Source records
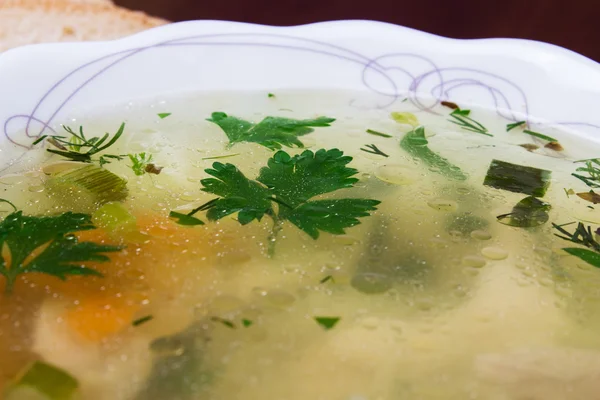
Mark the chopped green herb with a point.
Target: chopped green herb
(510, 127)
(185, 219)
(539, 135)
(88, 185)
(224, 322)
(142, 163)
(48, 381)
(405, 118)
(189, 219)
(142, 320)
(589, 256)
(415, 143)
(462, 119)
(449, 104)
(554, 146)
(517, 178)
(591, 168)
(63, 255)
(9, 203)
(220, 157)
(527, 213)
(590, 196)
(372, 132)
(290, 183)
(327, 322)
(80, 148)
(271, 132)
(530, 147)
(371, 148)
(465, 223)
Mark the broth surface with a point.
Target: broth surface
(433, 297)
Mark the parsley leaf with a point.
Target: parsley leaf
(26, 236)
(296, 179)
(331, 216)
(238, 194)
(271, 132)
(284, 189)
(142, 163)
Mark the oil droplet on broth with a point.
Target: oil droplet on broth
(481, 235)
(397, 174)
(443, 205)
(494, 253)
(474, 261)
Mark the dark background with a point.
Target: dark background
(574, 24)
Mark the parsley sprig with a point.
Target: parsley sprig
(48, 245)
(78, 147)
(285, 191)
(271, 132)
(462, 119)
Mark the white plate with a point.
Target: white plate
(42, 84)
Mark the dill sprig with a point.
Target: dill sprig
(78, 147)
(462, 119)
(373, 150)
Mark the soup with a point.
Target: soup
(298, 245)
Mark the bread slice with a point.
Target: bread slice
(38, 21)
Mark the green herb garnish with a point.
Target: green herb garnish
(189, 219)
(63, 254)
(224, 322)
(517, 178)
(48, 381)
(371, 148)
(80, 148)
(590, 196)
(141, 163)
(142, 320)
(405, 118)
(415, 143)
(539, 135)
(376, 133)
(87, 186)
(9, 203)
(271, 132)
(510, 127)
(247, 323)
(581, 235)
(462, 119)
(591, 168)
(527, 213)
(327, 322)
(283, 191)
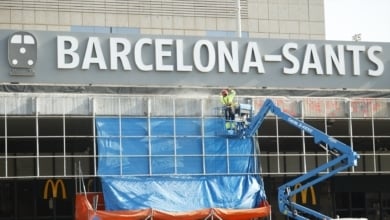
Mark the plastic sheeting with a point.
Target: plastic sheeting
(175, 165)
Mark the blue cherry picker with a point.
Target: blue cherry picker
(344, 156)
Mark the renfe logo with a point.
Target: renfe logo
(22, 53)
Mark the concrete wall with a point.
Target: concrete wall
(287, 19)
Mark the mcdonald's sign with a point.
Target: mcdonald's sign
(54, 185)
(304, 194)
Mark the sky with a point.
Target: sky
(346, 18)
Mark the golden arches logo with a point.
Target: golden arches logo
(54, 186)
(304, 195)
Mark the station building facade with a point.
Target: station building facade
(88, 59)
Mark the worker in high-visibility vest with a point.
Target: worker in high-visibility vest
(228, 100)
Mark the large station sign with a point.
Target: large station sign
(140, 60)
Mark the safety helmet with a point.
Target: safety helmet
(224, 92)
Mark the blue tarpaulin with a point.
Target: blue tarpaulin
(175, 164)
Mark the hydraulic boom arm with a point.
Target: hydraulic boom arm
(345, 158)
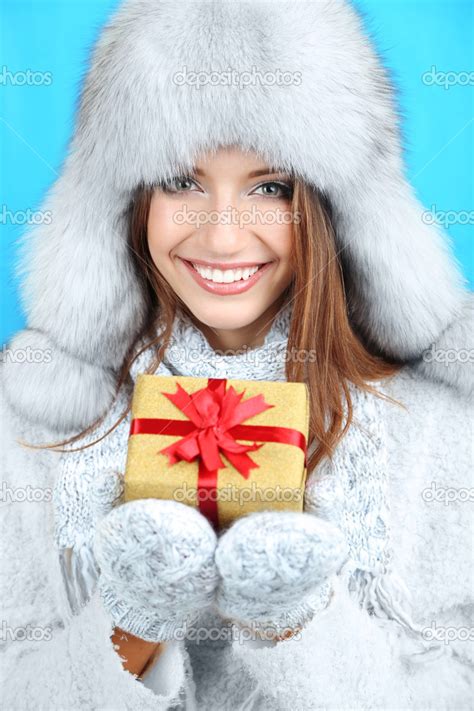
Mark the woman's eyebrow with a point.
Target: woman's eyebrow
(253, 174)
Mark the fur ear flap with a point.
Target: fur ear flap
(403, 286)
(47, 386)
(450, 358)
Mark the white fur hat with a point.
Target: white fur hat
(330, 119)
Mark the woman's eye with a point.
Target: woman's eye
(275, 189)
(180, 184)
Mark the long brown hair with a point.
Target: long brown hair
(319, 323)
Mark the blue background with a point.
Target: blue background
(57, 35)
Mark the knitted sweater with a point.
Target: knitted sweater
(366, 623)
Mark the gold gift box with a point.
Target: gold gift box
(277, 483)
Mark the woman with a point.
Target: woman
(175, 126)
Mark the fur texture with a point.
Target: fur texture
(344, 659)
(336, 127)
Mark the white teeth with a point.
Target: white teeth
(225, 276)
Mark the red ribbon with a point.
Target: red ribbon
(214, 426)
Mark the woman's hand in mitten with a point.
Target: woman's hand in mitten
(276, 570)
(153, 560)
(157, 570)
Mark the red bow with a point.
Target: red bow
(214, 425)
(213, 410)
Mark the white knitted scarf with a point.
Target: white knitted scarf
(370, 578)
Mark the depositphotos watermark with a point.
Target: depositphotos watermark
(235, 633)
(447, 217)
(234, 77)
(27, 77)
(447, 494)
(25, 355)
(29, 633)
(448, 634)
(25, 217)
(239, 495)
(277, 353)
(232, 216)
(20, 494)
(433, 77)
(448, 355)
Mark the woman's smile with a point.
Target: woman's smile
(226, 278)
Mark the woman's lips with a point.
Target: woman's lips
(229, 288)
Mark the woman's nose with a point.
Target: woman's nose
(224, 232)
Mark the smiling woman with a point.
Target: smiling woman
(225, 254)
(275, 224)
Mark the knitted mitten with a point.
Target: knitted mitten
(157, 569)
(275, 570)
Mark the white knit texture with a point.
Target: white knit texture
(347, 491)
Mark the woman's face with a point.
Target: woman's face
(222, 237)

§ SET TASK
Copy out the entries exactly, starting at the line containing "Mark the depositphotos" and continuing through the last line of the entries.

§ RESPONSE
Mark the depositphotos watermark with a point.
Target: depositphotos watermark
(235, 633)
(447, 217)
(234, 77)
(27, 77)
(447, 494)
(25, 355)
(29, 633)
(448, 634)
(25, 217)
(239, 495)
(277, 353)
(232, 216)
(20, 494)
(433, 77)
(448, 355)
Mark the woman's smile with a point.
Target: woman's smile
(226, 278)
Mark the woman's lips with a point.
Target: woman's lips
(229, 288)
Mark the woman's nose with a point.
Target: woman's nose
(224, 232)
Mark the smiling woman with a point.
Target: smiling woman
(225, 254)
(275, 224)
Mark the knitted mitten with a point.
Target: knitted mitten
(157, 569)
(275, 570)
Mark the white knit texture with a point.
Target: white knit texture
(347, 491)
Mark the woman's face with a point.
Target: woman's face
(222, 237)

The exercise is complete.